**SET PROBLEM**.
Give the rows below as a JSON list of strings, one string for each line and none for blank lines. Leave the pictures out of your answer.

[Segmentation labeling entries]
---

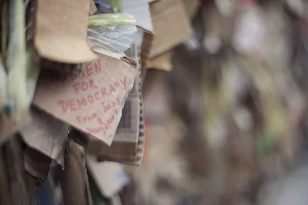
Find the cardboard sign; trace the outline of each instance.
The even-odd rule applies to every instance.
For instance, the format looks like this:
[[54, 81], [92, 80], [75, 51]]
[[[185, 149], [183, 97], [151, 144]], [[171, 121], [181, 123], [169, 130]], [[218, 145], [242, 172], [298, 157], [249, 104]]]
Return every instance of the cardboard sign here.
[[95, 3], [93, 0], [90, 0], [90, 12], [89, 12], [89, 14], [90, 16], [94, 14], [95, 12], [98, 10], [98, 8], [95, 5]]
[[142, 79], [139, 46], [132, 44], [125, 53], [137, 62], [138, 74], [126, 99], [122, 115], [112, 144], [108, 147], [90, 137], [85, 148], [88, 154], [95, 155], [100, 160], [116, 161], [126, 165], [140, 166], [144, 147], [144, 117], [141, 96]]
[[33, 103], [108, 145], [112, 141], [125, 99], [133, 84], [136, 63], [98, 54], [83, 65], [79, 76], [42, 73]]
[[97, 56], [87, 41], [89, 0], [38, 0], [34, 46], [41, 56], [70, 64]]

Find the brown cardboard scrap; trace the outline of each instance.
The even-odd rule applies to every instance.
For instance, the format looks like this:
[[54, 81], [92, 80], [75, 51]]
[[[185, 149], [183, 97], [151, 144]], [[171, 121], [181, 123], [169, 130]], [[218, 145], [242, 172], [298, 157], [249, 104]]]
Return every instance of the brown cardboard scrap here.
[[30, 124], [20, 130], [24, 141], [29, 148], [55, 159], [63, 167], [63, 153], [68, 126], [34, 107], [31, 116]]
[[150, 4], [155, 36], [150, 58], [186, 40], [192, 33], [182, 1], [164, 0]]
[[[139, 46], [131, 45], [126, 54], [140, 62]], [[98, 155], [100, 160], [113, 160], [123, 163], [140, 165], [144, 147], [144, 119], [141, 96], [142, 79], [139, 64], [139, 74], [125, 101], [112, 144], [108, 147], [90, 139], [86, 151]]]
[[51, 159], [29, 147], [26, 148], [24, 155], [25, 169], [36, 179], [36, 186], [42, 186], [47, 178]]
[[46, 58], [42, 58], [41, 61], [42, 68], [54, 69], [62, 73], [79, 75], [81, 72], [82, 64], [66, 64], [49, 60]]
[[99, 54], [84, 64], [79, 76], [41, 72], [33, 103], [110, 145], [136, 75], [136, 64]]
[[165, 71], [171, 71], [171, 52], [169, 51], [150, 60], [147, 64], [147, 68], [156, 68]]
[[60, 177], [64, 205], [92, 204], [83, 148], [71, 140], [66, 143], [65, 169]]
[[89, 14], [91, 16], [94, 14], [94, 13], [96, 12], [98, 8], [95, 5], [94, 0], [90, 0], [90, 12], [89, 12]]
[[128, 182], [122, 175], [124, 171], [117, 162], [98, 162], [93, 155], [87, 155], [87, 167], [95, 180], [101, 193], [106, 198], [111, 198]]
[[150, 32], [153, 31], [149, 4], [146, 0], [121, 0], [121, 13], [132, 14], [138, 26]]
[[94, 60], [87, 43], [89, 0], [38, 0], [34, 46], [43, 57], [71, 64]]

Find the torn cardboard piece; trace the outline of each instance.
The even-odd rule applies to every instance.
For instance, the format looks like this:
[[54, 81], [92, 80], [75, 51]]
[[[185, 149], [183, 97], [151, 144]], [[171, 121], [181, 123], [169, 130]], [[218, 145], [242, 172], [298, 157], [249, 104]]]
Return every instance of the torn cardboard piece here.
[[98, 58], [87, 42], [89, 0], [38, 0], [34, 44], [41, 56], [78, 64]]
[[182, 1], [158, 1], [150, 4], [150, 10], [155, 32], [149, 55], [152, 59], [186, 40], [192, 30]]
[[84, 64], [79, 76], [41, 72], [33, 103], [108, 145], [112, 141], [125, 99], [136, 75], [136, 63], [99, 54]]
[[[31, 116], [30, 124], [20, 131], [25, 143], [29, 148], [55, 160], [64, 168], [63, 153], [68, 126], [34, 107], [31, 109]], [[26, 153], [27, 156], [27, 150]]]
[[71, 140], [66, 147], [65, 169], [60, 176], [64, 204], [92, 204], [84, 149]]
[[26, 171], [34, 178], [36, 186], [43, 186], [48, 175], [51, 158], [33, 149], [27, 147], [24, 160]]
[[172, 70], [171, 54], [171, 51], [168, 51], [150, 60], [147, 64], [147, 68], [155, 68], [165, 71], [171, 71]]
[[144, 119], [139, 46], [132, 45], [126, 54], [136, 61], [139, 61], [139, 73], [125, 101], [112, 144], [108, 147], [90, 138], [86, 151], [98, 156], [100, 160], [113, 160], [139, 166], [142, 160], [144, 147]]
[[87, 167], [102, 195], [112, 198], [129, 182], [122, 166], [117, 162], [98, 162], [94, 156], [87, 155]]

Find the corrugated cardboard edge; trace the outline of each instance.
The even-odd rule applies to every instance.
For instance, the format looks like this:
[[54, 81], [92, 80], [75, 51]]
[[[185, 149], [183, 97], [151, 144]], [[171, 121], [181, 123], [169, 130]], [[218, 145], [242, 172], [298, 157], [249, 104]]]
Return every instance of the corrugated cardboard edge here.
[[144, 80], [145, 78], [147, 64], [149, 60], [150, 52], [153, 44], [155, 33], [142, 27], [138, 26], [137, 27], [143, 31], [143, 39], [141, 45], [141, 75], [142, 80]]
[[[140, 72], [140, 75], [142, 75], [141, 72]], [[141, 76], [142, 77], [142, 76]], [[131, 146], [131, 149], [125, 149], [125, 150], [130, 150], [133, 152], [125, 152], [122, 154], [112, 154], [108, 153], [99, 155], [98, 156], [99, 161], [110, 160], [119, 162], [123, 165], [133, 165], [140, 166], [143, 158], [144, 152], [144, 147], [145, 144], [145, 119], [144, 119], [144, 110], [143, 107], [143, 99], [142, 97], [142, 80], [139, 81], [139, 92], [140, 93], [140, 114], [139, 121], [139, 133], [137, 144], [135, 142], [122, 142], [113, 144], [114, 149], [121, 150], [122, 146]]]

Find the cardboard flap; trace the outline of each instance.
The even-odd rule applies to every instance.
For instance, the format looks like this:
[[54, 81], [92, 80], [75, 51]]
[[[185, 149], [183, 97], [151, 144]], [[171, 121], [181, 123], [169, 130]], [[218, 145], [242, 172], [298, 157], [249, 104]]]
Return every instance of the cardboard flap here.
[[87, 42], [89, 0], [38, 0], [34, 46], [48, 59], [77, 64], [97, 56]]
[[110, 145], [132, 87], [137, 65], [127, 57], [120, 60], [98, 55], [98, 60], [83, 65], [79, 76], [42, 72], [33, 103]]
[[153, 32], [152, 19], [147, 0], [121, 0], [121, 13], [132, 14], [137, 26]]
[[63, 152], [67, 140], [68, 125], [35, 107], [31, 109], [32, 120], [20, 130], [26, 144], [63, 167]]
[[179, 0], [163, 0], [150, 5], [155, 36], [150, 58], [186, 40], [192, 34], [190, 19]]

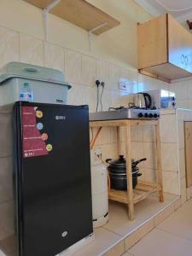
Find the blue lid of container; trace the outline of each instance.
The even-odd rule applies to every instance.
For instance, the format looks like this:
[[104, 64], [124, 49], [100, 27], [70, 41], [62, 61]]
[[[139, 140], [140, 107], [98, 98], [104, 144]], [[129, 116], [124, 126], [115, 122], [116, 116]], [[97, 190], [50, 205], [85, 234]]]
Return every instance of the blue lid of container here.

---

**CORRECT ANSWER**.
[
  "Find the cardboard sign; trace the outline of each instance.",
  "The even-odd rule applies to every instance.",
  "For instance, the format looks like this:",
  "[[54, 81], [92, 80], [75, 51]]",
  "[[[185, 149], [183, 97], [151, 144]], [[171, 121], [181, 123], [169, 130]], [[218, 145], [242, 172], [298, 157], [249, 104]]]",
  "Return every instance of the cardboard sign here.",
  "[[95, 3], [93, 0], [90, 0], [90, 12], [89, 12], [89, 14], [90, 16], [94, 14], [95, 12], [98, 10], [98, 8], [95, 5]]",
  "[[142, 79], [139, 46], [132, 44], [125, 53], [137, 62], [138, 74], [126, 99], [122, 115], [112, 144], [108, 147], [90, 137], [85, 148], [88, 154], [95, 155], [100, 160], [116, 161], [126, 165], [140, 166], [144, 147], [144, 117], [141, 96]]",
  "[[33, 103], [108, 145], [112, 141], [125, 99], [133, 84], [136, 63], [98, 54], [83, 65], [79, 76], [42, 73]]",
  "[[97, 56], [87, 41], [89, 0], [38, 0], [34, 46], [41, 56], [70, 64]]",
  "Find the brown cardboard scrap; trace the outline of each instance.",
  "The even-odd rule applies to every instance.",
  "For instance, the format looks like this:",
  "[[54, 81], [92, 80], [75, 51]]",
  "[[[185, 149], [183, 97], [151, 144]], [[171, 121], [181, 123], [169, 130]], [[218, 145], [242, 172], [298, 157], [249, 104]]]",
  "Return every instance of the brown cardboard scrap here.",
  "[[30, 124], [20, 130], [24, 141], [29, 148], [55, 159], [63, 167], [63, 153], [68, 126], [34, 107], [31, 116]]",
  "[[150, 4], [155, 36], [150, 58], [186, 40], [192, 33], [182, 1], [164, 0]]",
  "[[[139, 46], [131, 45], [126, 54], [140, 62]], [[98, 155], [100, 160], [113, 160], [123, 163], [140, 165], [144, 147], [144, 119], [141, 96], [142, 79], [139, 64], [139, 74], [125, 101], [112, 144], [108, 147], [90, 139], [86, 151]]]",
  "[[51, 159], [29, 147], [26, 148], [24, 155], [25, 169], [36, 179], [36, 186], [42, 186], [47, 178]]",
  "[[46, 58], [42, 58], [41, 61], [42, 68], [54, 69], [62, 73], [79, 75], [81, 72], [82, 64], [66, 64], [49, 60]]",
  "[[99, 54], [84, 64], [79, 76], [41, 72], [33, 103], [110, 145], [136, 75], [136, 64]]",
  "[[165, 71], [171, 71], [171, 52], [169, 51], [150, 60], [147, 64], [147, 68], [156, 68]]",
  "[[60, 177], [64, 205], [92, 204], [83, 148], [71, 140], [66, 143], [65, 169]]",
  "[[89, 14], [91, 16], [94, 14], [94, 13], [96, 12], [98, 8], [95, 5], [94, 0], [90, 0], [90, 12], [89, 12]]",
  "[[128, 182], [122, 175], [124, 171], [117, 162], [98, 162], [93, 155], [87, 155], [87, 167], [95, 180], [101, 193], [106, 198], [111, 198]]",
  "[[150, 32], [153, 31], [149, 4], [146, 0], [121, 0], [121, 13], [132, 14], [138, 26]]",
  "[[94, 60], [87, 43], [89, 0], [38, 0], [34, 46], [43, 57], [71, 64]]",
  "Find the torn cardboard piece; trace the outline of each instance.",
  "The even-odd rule applies to every instance.",
  "For instance, the format looks like this:",
  "[[54, 81], [92, 80], [75, 51]]",
  "[[[185, 149], [183, 97], [151, 144]], [[171, 121], [181, 123], [169, 130]], [[218, 145], [242, 172], [298, 157], [249, 104]]]",
  "Return every instance of the torn cardboard piece here.",
  "[[98, 58], [87, 42], [89, 0], [38, 0], [34, 44], [41, 56], [78, 64]]",
  "[[182, 1], [158, 1], [150, 4], [150, 10], [155, 32], [149, 55], [152, 59], [186, 40], [192, 30]]",
  "[[84, 64], [79, 76], [41, 72], [33, 103], [108, 145], [112, 141], [125, 99], [136, 75], [136, 63], [99, 54]]",
  "[[[31, 116], [30, 124], [20, 131], [25, 143], [29, 148], [55, 160], [64, 168], [63, 153], [68, 126], [34, 107], [31, 109]], [[26, 153], [27, 156], [27, 150]]]",
  "[[71, 140], [66, 147], [65, 169], [60, 176], [64, 204], [92, 204], [84, 149]]",
  "[[26, 171], [34, 178], [36, 186], [43, 186], [48, 175], [51, 158], [33, 149], [27, 147], [24, 160]]",
  "[[172, 70], [171, 54], [171, 51], [168, 51], [150, 60], [147, 64], [147, 68], [155, 68], [165, 71], [171, 71]]",
  "[[144, 119], [139, 46], [132, 45], [126, 54], [136, 61], [139, 61], [139, 73], [125, 101], [112, 144], [108, 147], [90, 138], [86, 151], [98, 156], [100, 160], [113, 160], [139, 166], [142, 160], [144, 147]]",
  "[[87, 167], [102, 195], [112, 198], [129, 182], [122, 166], [117, 162], [98, 162], [94, 156], [87, 155]]",
  "Find the corrugated cardboard edge; trace the outline of each instance.",
  "The even-odd rule applies to every instance.",
  "For instance, the format looks like this:",
  "[[54, 81], [92, 80], [75, 51]]",
  "[[[185, 149], [183, 97], [151, 144]], [[171, 121], [181, 123], [169, 130]], [[218, 145], [242, 172], [298, 157], [249, 104]]]",
  "Return every instance of the corrugated cardboard edge here.",
  "[[144, 80], [145, 78], [147, 64], [149, 60], [150, 52], [153, 44], [155, 33], [142, 27], [138, 26], [137, 27], [143, 31], [143, 39], [141, 45], [141, 75], [142, 80]]",
  "[[[140, 72], [140, 75], [142, 75], [141, 72]], [[141, 76], [142, 77], [142, 76]], [[131, 146], [131, 149], [125, 149], [125, 150], [130, 150], [133, 152], [125, 152], [122, 154], [112, 154], [108, 153], [99, 155], [98, 156], [99, 161], [110, 160], [119, 162], [123, 165], [133, 165], [140, 166], [143, 158], [144, 152], [144, 147], [145, 144], [145, 119], [144, 119], [144, 110], [143, 107], [143, 99], [142, 97], [142, 80], [139, 81], [139, 92], [140, 93], [140, 114], [139, 121], [139, 133], [137, 144], [135, 142], [122, 142], [113, 144], [114, 149], [121, 150], [122, 146]]]",
  "Find the cardboard flap; trace the outline of each instance.",
  "The even-odd rule applies to every instance.",
  "For instance, the format looks like this:",
  "[[54, 81], [92, 80], [75, 51]]",
  "[[[185, 149], [183, 97], [151, 144]], [[171, 121], [181, 123], [169, 130]], [[218, 145], [242, 172], [298, 157], [249, 104]]]",
  "Return every instance of the cardboard flap here.",
  "[[87, 42], [89, 0], [38, 0], [34, 46], [48, 59], [77, 64], [97, 56]]",
  "[[110, 145], [132, 87], [137, 65], [127, 57], [120, 60], [98, 55], [98, 60], [83, 65], [79, 76], [42, 72], [33, 103]]",
  "[[153, 32], [152, 19], [147, 0], [121, 0], [121, 13], [132, 14], [137, 26]]",
  "[[63, 152], [67, 140], [68, 125], [35, 107], [31, 109], [32, 120], [20, 130], [26, 144], [63, 167]]",
  "[[179, 0], [163, 0], [150, 5], [155, 36], [150, 58], [186, 40], [192, 34], [190, 19]]",
  "Find the blue lid of container; trace the outline of each instance.",
  "The even-odd rule applies to every instance.",
  "For instance, the format looks like this:",
  "[[104, 64], [124, 49], [100, 27], [70, 41], [62, 61]]",
  "[[[139, 140], [140, 107], [98, 98], [104, 144]], [[129, 116], [124, 126], [115, 122], [116, 116]], [[97, 190], [50, 205], [85, 234]]]",
  "Return every instance of the blue lid of container here."
]